◆ What to produce:
Reproduce, exactly and in full, only the lines below from the one containing "Target: child's face" through the one containing "formatted like [217,432].".

◆ Record excerpts:

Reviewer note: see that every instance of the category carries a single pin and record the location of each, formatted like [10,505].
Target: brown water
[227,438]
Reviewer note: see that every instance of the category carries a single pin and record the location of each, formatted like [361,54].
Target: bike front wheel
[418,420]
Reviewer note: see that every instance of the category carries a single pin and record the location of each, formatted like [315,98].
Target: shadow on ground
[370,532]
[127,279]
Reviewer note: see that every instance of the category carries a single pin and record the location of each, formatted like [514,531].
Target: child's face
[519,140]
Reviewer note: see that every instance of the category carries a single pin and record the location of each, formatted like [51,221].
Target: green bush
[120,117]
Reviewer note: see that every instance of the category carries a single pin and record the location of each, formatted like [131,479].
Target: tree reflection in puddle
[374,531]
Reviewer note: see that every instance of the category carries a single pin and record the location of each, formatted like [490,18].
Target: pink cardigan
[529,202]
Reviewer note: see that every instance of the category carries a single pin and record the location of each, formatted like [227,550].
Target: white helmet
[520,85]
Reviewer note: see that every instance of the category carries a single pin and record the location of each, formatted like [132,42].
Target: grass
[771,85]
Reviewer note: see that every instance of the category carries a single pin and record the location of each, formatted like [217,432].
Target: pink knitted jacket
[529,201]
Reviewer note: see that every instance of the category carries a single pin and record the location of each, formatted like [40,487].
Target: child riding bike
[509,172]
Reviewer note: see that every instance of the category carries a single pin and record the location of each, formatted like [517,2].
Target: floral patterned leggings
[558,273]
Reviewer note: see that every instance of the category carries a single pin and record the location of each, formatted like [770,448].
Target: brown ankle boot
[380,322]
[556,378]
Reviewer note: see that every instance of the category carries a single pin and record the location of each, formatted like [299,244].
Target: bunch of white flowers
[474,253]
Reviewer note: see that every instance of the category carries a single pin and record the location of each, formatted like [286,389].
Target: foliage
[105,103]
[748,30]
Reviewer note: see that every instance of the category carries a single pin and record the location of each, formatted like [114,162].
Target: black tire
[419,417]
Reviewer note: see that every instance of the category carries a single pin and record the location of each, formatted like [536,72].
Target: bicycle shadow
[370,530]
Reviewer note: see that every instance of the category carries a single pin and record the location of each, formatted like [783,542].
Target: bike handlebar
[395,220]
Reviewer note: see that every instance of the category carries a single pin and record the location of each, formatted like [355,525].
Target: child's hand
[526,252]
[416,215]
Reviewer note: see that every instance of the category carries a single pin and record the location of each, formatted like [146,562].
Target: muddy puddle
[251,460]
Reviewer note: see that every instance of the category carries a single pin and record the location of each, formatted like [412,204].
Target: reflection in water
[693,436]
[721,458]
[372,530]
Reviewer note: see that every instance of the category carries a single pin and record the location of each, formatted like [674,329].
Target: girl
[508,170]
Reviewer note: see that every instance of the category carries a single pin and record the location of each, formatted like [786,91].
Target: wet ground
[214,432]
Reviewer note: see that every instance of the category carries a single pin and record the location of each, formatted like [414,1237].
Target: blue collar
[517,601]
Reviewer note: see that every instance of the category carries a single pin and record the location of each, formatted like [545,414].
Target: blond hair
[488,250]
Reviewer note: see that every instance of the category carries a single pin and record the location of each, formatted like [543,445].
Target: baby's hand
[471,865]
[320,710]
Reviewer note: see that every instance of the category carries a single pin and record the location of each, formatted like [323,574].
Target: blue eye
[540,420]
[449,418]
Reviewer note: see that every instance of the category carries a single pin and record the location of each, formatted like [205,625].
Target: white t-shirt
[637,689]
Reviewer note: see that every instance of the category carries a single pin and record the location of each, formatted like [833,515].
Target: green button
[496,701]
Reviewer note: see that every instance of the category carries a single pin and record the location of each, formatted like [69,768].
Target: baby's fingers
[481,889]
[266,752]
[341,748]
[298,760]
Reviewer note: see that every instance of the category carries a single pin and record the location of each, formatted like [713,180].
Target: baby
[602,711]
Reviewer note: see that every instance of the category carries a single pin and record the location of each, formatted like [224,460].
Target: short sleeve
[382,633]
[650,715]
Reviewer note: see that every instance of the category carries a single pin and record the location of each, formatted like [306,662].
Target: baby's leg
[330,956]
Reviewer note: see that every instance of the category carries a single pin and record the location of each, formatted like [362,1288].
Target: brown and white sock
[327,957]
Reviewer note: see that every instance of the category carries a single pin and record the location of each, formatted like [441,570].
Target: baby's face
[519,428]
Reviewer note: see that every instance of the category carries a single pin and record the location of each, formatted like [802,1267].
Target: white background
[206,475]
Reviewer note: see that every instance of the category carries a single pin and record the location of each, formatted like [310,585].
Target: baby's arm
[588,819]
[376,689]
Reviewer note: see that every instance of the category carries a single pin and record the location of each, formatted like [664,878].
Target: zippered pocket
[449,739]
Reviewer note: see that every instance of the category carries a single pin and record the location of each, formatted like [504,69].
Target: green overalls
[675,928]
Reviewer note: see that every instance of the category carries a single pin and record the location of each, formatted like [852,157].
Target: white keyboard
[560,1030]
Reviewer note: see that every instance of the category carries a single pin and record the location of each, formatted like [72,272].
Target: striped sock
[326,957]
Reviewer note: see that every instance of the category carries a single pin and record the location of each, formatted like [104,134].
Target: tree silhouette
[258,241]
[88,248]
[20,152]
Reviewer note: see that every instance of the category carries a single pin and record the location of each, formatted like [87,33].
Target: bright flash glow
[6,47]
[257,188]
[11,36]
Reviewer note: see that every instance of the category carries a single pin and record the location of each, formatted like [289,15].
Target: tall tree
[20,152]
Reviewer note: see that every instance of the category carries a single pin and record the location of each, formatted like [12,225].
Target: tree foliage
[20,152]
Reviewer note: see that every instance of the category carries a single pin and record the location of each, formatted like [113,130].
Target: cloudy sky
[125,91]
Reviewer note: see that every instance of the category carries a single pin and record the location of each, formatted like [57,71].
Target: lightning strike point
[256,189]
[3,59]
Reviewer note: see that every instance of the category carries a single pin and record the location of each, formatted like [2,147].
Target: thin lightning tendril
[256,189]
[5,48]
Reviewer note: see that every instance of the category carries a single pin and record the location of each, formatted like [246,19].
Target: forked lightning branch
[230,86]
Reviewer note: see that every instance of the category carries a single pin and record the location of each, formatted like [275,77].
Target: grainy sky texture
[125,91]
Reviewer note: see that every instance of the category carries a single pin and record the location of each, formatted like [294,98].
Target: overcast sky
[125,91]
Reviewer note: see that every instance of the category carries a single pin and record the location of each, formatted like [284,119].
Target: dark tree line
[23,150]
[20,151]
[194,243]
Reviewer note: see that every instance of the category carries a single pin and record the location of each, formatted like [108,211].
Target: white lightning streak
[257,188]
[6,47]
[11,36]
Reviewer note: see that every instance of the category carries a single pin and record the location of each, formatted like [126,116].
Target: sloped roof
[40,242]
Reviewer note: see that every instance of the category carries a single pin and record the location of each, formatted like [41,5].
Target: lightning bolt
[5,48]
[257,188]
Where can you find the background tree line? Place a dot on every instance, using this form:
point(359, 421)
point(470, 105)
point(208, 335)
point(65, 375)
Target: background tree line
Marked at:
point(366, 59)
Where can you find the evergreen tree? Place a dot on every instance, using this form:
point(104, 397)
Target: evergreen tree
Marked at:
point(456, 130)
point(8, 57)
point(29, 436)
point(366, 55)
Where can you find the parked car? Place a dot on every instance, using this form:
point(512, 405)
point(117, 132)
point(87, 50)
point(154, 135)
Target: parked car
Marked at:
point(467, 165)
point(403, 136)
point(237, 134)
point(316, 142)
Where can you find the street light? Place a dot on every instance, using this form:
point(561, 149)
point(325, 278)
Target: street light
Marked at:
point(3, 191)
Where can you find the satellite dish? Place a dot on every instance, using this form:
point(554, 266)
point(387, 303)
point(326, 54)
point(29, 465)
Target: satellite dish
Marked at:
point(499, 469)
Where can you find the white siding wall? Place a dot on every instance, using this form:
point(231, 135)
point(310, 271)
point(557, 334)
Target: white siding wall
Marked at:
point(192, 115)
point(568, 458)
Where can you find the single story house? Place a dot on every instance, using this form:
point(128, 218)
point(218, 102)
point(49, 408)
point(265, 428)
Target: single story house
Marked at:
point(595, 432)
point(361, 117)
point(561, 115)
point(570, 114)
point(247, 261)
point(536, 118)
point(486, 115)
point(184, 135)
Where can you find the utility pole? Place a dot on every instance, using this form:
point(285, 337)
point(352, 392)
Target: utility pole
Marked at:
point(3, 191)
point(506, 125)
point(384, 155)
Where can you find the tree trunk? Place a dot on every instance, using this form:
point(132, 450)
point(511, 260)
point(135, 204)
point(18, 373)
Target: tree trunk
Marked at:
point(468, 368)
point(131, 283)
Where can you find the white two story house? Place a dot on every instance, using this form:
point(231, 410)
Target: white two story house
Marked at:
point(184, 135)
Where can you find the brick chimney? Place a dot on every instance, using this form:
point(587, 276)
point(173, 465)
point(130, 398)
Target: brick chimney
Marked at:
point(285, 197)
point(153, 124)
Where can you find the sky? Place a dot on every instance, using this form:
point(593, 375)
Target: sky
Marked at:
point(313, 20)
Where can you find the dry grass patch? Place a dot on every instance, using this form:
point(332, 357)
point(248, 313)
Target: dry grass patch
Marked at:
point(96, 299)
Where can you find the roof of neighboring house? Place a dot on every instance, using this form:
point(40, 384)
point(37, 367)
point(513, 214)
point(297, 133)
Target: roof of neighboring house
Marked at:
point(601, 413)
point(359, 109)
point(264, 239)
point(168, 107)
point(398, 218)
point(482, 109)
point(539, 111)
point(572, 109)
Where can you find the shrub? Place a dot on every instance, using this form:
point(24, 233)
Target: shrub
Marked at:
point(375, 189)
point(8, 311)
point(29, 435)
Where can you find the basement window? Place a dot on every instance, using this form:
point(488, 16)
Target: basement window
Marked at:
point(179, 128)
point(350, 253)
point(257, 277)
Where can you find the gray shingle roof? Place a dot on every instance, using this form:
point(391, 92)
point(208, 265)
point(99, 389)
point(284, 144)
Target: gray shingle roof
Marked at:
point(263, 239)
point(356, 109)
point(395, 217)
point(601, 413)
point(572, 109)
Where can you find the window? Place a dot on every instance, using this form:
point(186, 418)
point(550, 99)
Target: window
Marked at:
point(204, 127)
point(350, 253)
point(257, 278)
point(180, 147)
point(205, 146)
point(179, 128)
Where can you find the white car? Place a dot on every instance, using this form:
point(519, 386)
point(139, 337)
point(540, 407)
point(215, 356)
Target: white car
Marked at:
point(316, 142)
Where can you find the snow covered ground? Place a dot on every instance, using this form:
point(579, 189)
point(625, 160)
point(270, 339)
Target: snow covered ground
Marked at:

◆ Reply:
Target: child's face
[519,140]
Reviewer note: see that every instance of the category carries a single pin and record the location of each, formatted like [51,221].
Target: green bush
[120,117]
Reviewer note: see that every instance of the category carries a single pin and record the location of each, formatted like [131,479].
Target: tree reflection in puddle
[374,531]
Reviewer note: see that every instance of the category carries a single pin and record the location of each, formatted like [490,18].
Target: pink cardigan
[529,202]
Reviewer note: see that every instance of the category carries a single pin and record the location of each, formatted like [227,550].
Target: white helmet
[520,85]
Reviewer note: see that every instance of the category carries a single pin and record the location of each, formatted like [132,42].
Target: grass
[771,85]
Reviewer note: see that every instance of the category carries a single pin and record the location of each, formatted like [217,432].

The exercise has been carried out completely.